(Point annotation dataset records)
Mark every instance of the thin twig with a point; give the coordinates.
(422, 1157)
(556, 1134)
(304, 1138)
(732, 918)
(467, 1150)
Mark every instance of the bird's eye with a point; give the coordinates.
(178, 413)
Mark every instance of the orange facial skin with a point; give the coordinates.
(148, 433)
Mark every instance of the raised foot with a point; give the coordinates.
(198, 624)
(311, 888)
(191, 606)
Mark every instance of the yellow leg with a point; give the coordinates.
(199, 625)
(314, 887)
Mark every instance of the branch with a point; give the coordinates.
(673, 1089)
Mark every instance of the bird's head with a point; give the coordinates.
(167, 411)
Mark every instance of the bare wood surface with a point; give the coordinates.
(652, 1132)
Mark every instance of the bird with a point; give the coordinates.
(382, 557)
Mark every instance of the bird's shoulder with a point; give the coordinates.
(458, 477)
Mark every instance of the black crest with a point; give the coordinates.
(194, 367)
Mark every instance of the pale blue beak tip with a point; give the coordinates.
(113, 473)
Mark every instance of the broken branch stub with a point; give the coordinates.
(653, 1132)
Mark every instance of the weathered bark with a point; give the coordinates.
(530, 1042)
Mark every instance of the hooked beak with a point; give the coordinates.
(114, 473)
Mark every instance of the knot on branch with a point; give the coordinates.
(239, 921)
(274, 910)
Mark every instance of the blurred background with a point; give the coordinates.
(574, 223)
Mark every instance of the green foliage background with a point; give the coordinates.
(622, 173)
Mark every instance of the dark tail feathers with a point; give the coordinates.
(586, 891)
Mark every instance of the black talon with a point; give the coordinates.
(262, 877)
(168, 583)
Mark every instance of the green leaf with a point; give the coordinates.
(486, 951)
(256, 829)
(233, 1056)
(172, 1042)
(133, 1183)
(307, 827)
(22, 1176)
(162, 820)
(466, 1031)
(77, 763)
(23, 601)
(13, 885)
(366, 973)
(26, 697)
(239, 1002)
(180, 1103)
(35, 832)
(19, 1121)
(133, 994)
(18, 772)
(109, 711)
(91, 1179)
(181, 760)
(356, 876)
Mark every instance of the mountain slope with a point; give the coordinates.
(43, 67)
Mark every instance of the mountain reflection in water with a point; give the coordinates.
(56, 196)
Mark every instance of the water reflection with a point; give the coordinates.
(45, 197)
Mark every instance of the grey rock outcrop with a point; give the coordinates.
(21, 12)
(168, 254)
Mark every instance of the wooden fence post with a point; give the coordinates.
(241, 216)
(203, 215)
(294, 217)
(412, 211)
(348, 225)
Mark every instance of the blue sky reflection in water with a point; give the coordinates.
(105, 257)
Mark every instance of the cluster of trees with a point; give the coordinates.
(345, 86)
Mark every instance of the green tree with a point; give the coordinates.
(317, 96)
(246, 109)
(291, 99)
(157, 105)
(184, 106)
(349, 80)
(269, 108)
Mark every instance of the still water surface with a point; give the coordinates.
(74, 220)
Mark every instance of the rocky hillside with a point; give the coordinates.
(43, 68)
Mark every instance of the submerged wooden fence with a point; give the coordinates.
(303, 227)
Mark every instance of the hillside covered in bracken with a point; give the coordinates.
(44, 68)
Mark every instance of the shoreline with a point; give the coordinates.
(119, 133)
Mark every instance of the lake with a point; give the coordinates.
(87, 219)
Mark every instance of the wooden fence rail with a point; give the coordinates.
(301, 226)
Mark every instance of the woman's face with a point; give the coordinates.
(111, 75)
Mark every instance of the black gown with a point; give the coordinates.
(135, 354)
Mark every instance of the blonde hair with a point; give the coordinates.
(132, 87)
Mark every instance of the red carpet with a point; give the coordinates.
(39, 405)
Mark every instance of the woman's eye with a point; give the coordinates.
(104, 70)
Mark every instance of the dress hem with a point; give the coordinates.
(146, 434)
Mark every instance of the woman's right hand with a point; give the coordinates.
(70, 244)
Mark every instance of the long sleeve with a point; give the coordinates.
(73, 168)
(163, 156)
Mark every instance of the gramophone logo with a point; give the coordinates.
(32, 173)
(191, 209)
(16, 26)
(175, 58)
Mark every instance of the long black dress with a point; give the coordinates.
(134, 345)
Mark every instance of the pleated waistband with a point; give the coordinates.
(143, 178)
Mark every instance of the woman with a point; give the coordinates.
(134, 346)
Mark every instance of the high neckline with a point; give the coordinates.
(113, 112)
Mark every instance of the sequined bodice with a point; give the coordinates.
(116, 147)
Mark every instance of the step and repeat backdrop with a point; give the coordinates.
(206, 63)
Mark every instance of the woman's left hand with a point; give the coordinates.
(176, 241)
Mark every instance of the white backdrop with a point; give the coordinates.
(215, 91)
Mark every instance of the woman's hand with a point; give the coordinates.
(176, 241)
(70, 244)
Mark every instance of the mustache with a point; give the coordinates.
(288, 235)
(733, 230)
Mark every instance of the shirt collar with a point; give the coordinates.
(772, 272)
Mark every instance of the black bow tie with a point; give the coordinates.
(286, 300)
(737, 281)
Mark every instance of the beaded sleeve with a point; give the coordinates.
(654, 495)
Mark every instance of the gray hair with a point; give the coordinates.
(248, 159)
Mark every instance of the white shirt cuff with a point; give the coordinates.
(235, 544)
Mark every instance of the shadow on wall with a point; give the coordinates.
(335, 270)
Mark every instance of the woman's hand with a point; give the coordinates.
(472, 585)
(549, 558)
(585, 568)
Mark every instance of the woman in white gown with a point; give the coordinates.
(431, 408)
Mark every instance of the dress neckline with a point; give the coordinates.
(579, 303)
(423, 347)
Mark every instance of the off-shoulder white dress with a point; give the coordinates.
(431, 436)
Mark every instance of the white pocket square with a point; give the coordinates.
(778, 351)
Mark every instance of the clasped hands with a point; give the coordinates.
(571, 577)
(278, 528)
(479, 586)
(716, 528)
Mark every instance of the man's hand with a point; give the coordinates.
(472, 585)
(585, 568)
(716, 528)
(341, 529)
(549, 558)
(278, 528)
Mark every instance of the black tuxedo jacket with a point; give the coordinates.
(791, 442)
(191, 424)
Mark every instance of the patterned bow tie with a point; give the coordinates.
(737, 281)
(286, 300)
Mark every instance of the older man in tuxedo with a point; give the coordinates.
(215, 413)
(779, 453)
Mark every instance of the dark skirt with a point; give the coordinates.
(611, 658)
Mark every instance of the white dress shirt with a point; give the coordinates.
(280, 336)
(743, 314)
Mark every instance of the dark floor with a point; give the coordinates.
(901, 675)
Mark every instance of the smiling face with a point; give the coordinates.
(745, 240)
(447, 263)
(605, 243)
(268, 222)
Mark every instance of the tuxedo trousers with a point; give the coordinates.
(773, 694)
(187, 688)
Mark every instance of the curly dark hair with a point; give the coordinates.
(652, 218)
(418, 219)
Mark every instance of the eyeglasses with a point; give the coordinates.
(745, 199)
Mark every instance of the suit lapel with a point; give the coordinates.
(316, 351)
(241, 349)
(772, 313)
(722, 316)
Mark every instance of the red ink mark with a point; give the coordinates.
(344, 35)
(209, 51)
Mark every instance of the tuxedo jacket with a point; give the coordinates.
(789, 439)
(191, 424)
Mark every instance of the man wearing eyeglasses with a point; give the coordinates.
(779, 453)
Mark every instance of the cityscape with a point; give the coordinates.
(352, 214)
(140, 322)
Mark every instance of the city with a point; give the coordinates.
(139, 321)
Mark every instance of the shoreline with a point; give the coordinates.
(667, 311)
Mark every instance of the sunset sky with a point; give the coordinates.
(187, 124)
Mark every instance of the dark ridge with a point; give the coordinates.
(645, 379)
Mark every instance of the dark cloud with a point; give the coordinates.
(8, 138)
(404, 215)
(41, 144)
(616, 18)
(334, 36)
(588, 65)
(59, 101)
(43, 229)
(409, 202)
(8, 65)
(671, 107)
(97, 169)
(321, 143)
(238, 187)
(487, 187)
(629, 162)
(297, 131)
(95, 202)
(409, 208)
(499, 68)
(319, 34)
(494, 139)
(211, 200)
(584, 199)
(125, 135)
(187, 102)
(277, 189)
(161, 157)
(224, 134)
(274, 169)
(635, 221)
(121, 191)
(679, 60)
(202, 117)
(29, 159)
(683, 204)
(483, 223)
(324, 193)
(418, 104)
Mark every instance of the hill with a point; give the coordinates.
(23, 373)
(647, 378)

* _What to do_
Set down, exactly and in full, the lines from the one containing "Mark every instance of the dark cloud" through the end of the entries; no other line belongs.

* _Reply_
Mark every instance of the dark cloud with a point; give the coordinates.
(8, 138)
(404, 215)
(41, 144)
(616, 18)
(334, 36)
(588, 65)
(59, 101)
(43, 229)
(409, 202)
(8, 65)
(671, 107)
(97, 169)
(321, 143)
(238, 187)
(487, 187)
(629, 162)
(297, 131)
(95, 202)
(409, 208)
(499, 68)
(319, 34)
(494, 139)
(211, 200)
(584, 199)
(125, 135)
(187, 102)
(277, 189)
(161, 157)
(224, 134)
(274, 169)
(635, 221)
(121, 191)
(679, 60)
(202, 117)
(29, 159)
(683, 204)
(483, 223)
(324, 193)
(418, 104)
Mark every instance of the hill with a point; give the coordinates.
(23, 373)
(647, 378)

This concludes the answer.